**Source**
/---
Juniper and myrtle trees and me

juniper tree
A Juniper tree

The author of Isaiah 55 was not writing to me. This poem was directed at Jews living in Babylon, after years of being exiled from Jerusalem. Now they were allowed to return to Jerusalem, but after years of longing for the homeland of their grandparents, there just wasn’t much of Jerusalem left to compel them to return. It was going to take some seriously hard work, and mean leaving behind the life they had cultivated in Babylon. The author calls the Jewish people to come home: “My people, you will go out of Babylon with joy. You will be led out of it in peace. The mountains and hills will burst into song as you go. And all the trees in the fields will clap their hands. Juniper trees will grow where there used to be bushes that had thorns on them.  And myrtle trees will grow where there used to be thorns. That will bring me great fame. It will be a lasting reminder of what I can do. It will stand forever.”

But even though this was not a letter written to me, like any good reader or lover of story, even if it wasn’t intended for me, I can’t help but interpret it for me.
\---
**Given entries**
/---
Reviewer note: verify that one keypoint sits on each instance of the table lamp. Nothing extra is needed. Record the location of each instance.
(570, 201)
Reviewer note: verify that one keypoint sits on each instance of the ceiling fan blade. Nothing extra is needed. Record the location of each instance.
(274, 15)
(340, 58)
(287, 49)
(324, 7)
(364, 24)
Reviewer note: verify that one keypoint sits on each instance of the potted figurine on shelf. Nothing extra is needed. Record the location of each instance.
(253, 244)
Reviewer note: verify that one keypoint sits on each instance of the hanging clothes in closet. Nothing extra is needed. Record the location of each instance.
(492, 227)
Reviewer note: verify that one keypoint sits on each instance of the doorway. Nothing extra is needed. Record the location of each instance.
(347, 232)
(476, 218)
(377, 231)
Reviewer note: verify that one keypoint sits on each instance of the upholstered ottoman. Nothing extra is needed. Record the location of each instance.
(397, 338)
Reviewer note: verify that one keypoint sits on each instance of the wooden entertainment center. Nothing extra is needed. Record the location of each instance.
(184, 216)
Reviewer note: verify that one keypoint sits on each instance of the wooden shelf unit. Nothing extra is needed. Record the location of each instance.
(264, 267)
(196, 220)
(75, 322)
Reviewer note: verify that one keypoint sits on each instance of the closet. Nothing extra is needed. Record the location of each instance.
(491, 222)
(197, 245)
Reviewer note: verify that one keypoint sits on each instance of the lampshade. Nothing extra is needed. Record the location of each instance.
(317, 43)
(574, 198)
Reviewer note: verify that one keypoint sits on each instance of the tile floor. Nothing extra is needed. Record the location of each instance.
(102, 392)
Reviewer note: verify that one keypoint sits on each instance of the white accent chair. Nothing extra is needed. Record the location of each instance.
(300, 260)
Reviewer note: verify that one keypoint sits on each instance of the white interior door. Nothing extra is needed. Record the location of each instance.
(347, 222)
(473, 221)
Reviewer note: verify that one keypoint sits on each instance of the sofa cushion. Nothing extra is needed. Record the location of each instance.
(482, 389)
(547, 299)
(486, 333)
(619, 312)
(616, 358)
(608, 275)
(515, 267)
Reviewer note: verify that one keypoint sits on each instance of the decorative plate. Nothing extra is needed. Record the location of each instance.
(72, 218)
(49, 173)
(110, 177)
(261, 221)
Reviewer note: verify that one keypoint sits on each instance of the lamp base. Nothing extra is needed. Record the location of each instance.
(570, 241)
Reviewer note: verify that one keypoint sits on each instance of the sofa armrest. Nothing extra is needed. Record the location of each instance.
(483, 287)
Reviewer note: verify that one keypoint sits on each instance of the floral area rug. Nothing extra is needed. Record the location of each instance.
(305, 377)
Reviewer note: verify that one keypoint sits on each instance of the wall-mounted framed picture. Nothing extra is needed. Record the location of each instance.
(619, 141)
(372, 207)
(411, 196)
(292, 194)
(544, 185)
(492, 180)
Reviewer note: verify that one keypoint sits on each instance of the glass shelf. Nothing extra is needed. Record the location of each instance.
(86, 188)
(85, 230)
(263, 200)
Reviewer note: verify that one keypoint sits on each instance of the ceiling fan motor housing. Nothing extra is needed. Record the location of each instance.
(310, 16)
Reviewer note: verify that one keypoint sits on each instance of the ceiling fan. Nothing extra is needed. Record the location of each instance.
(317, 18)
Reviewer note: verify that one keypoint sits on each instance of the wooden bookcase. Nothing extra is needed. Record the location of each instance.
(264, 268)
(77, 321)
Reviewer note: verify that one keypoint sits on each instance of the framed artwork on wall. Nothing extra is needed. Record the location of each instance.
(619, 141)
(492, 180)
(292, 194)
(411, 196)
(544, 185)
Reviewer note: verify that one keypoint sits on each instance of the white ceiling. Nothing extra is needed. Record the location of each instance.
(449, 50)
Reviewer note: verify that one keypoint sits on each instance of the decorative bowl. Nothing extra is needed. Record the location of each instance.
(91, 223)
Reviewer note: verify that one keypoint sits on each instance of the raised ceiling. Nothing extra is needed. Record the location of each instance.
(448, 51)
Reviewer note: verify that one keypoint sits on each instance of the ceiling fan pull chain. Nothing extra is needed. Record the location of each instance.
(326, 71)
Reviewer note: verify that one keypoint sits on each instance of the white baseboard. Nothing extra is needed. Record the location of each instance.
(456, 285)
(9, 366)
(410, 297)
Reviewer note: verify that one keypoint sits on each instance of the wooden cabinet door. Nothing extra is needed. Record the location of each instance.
\---
**Direction**
From the reflection on Isaiah 55 above, reproduce word for word the passage starting with "But even though" and going on through "interpret it for me.".

**Answer to the problem**
But even though this was not a letter written to me, like any good reader or lover of story, even if it wasn’t intended for me, I can’t help but interpret it for me.